» Records from a collection
+---+
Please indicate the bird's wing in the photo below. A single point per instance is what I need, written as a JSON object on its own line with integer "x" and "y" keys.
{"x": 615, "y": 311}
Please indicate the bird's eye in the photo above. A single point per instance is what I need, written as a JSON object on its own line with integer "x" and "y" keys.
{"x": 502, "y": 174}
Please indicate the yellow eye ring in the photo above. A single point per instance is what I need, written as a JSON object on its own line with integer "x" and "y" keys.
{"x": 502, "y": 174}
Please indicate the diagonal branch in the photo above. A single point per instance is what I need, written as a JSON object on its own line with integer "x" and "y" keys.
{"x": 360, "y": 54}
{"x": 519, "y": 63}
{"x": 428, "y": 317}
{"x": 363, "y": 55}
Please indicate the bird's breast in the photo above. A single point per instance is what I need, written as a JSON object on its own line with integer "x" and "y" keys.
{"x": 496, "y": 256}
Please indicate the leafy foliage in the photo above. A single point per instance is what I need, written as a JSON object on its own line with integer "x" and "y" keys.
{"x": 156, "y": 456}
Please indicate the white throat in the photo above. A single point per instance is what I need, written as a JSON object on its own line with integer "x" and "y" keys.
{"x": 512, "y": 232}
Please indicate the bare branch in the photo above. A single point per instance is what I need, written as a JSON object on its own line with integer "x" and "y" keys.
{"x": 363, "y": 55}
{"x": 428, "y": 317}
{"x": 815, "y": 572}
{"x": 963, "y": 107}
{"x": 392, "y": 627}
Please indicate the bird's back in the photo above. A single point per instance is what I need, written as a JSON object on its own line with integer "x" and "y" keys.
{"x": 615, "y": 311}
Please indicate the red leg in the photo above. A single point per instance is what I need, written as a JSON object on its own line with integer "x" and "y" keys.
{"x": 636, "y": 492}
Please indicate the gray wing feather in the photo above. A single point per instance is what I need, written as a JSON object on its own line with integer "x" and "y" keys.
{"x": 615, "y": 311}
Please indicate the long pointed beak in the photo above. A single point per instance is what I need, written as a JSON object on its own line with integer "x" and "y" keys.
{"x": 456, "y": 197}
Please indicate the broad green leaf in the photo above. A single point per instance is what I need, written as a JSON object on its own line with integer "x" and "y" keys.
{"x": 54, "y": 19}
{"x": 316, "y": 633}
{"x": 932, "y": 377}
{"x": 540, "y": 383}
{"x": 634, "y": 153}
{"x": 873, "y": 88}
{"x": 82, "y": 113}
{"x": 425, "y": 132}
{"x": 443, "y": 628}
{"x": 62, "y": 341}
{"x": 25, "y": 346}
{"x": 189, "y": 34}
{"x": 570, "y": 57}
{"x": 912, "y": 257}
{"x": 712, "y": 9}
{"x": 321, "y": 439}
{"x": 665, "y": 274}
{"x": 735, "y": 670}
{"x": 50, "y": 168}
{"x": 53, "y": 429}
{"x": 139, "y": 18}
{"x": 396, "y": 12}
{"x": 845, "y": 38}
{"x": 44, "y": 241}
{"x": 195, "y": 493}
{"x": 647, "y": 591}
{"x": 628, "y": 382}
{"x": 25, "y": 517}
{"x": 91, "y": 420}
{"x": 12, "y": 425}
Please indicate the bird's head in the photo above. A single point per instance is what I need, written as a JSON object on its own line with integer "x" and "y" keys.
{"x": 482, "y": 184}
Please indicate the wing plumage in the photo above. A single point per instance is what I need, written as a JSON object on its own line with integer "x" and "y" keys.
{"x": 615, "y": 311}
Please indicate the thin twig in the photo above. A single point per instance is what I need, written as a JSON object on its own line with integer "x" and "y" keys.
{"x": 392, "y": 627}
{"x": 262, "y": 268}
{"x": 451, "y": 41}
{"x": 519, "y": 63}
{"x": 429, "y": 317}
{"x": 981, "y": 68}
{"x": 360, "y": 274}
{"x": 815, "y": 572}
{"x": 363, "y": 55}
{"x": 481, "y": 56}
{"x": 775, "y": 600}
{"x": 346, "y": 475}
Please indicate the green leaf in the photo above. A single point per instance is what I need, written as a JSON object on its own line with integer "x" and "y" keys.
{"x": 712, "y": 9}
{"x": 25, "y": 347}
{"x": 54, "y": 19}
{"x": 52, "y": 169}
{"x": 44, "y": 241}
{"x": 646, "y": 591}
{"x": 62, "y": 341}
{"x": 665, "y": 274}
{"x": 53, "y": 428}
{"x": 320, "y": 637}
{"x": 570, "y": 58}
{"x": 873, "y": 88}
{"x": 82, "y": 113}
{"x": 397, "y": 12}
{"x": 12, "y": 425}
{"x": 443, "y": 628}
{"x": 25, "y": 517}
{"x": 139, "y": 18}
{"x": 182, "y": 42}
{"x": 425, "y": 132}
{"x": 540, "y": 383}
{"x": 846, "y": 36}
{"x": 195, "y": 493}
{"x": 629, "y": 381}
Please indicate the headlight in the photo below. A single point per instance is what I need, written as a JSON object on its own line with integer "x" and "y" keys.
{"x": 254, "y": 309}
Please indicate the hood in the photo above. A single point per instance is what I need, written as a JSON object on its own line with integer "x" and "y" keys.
+---+
» ASSIGNMENT
Copy every entry exactly, leaving nothing out.

» EXPECTED ANSWER
Please indicate the bird's wing in the photo below. A single point per instance is what I need, written as a JSON object on its own line with integer "x" and "y" keys.
{"x": 615, "y": 311}
Please indicate the bird's eye in the photo above. A single point per instance is what I need, written as a JSON object on its own line with integer "x" and "y" keys.
{"x": 502, "y": 174}
Please indicate the yellow eye ring in the photo above. A single point per instance is what I need, written as a JSON object on its own line with integer "x" and "y" keys.
{"x": 502, "y": 174}
Please indicate the diagonal branch in the photo above. A single point per instance is what I need, written as a JSON object on its own line with integer "x" and "y" keys.
{"x": 360, "y": 54}
{"x": 519, "y": 63}
{"x": 428, "y": 317}
{"x": 363, "y": 55}
Please indicate the bird's breast in the photo above. A single point per instance is what I need, written as a JSON object on its own line with integer "x" and "y" keys.
{"x": 496, "y": 256}
Please indicate the leafy foliage in the photo above. A single point per instance is what I need, written as a JSON object on its own line with integer "x" and "y" keys.
{"x": 156, "y": 456}
Please indicate the white throat in the photo above. A single point per instance is what I need, written as a JSON object on its own line with integer "x" and "y" keys.
{"x": 512, "y": 232}
Please indicate the bare branch in the photo above. A single point per instance is what I need, written as a JSON object on its own line with integer "x" and "y" keys.
{"x": 363, "y": 55}
{"x": 428, "y": 317}
{"x": 815, "y": 572}
{"x": 963, "y": 107}
{"x": 392, "y": 627}
Please indicate the bird's back in the photo above. A single point per instance is what I need, written as a JSON object on its own line with integer "x" and "y" keys.
{"x": 615, "y": 311}
Please indicate the red leg in the photo above. A single point per instance is what I need, written as a JSON object on its own line with integer "x" and "y" keys.
{"x": 636, "y": 492}
Please indicate the gray wing feather in the photo above. A single point per instance is what I need, written as a JSON object on its own line with integer "x" and "y" keys.
{"x": 615, "y": 311}
Please indicate the long pointed beak in the photo above. A single point per instance is what I need, written as a JSON object on its own line with integer "x" and "y" keys.
{"x": 456, "y": 197}
Please indicate the broad green leaf in the photo above. A single point per instance is what I need, written as a JSON object on its own line with integer "x" and "y" keys.
{"x": 54, "y": 19}
{"x": 316, "y": 633}
{"x": 932, "y": 377}
{"x": 540, "y": 383}
{"x": 634, "y": 153}
{"x": 873, "y": 88}
{"x": 82, "y": 113}
{"x": 425, "y": 132}
{"x": 443, "y": 628}
{"x": 62, "y": 341}
{"x": 25, "y": 346}
{"x": 189, "y": 34}
{"x": 570, "y": 57}
{"x": 912, "y": 257}
{"x": 712, "y": 9}
{"x": 321, "y": 439}
{"x": 665, "y": 274}
{"x": 735, "y": 670}
{"x": 50, "y": 168}
{"x": 53, "y": 429}
{"x": 139, "y": 18}
{"x": 396, "y": 12}
{"x": 845, "y": 38}
{"x": 44, "y": 241}
{"x": 195, "y": 493}
{"x": 647, "y": 591}
{"x": 628, "y": 382}
{"x": 25, "y": 517}
{"x": 91, "y": 420}
{"x": 12, "y": 425}
Please indicate the bird's head in the photo above. A single point per instance is what I need, written as a JSON object on its own line with integer "x" and "y" keys.
{"x": 482, "y": 184}
Please indicate the wing plumage in the photo above. A single point per instance is what I need, written as a JSON object on its own line with integer "x" and "y" keys.
{"x": 615, "y": 311}
Please indicate the thin twig in the photo above. A single point per instance is what I need, written as a JSON object on its own line with integer "x" and "y" keys.
{"x": 392, "y": 627}
{"x": 262, "y": 268}
{"x": 451, "y": 41}
{"x": 519, "y": 63}
{"x": 429, "y": 317}
{"x": 981, "y": 68}
{"x": 360, "y": 274}
{"x": 815, "y": 572}
{"x": 363, "y": 55}
{"x": 481, "y": 56}
{"x": 775, "y": 600}
{"x": 346, "y": 475}
Please indicate the green leaf in the photo above. A single point per instance is what I need, written as a JSON object on its own line with integer "x" and "y" keys.
{"x": 712, "y": 9}
{"x": 25, "y": 347}
{"x": 54, "y": 19}
{"x": 52, "y": 169}
{"x": 44, "y": 241}
{"x": 646, "y": 591}
{"x": 62, "y": 341}
{"x": 665, "y": 274}
{"x": 53, "y": 428}
{"x": 320, "y": 637}
{"x": 570, "y": 58}
{"x": 873, "y": 88}
{"x": 82, "y": 113}
{"x": 397, "y": 12}
{"x": 12, "y": 425}
{"x": 443, "y": 628}
{"x": 25, "y": 517}
{"x": 139, "y": 18}
{"x": 182, "y": 42}
{"x": 425, "y": 132}
{"x": 540, "y": 383}
{"x": 846, "y": 36}
{"x": 195, "y": 493}
{"x": 629, "y": 381}
Please indicate the headlight in the photo below. A single point per instance is what I need, written as a JSON object on its own line with integer "x" and "y" keys.
{"x": 254, "y": 309}
Please indicate the hood in the photo above. A single point per instance is what I need, written as a JSON object on its own line with integer "x" and "y" keys.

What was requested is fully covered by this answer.